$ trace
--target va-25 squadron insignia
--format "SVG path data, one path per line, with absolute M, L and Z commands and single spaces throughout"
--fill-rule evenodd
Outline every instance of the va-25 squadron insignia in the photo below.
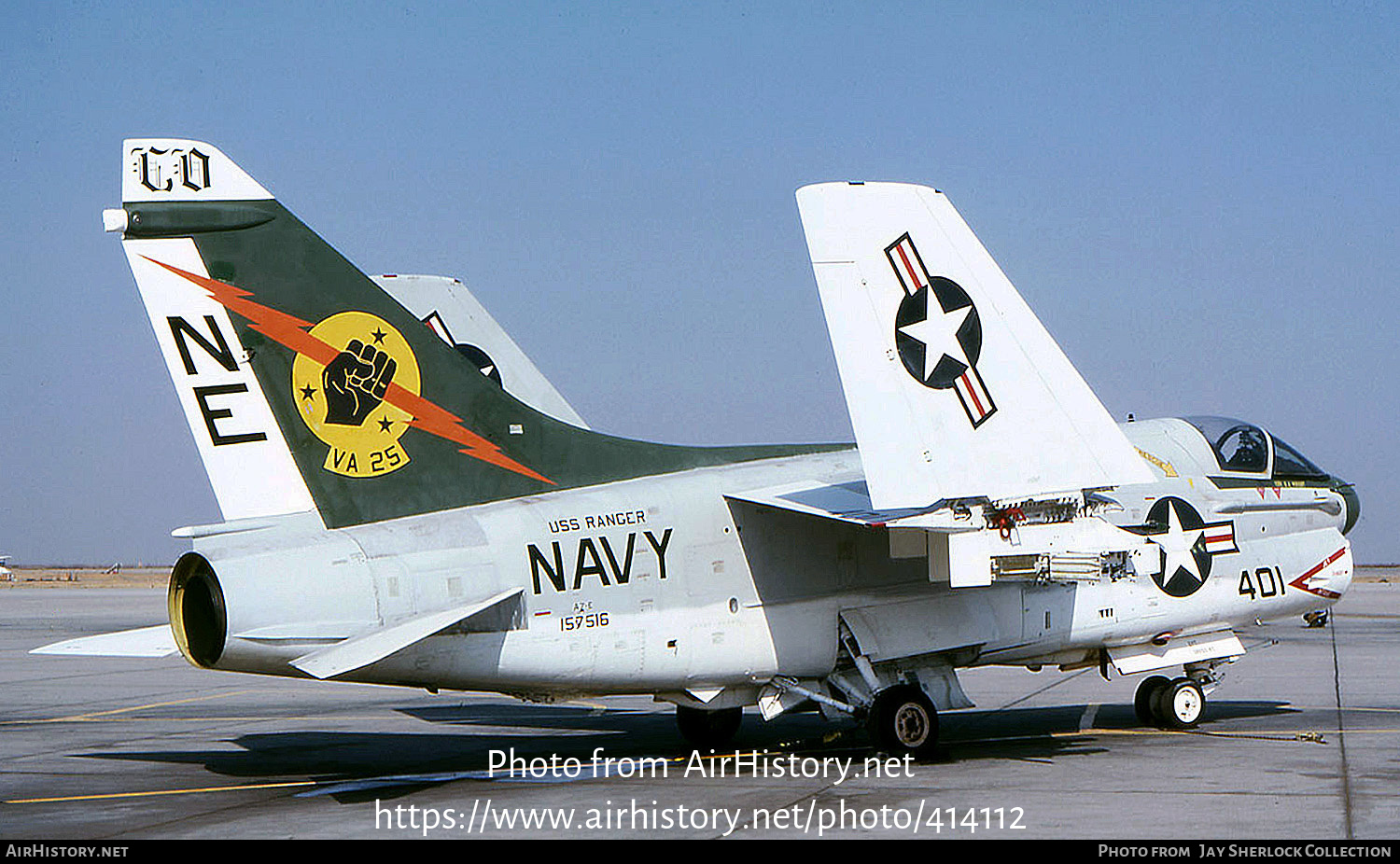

* * * * * * *

**WORK TO COMPLETE:** Can you recast every line of the listing above as a numbered list, skipping blank lines and leaving the pictures out?

**SOLUTION TO THIS PROBLEM:**
1. $ trace
2. --target va-25 squadron insignia
3. --format "SVG path data, one path per line, with absolute M, L and Z commands and single spaces throughout"
4. --fill-rule evenodd
5. Outline every instance of the va-25 squadron insignia in the photo below.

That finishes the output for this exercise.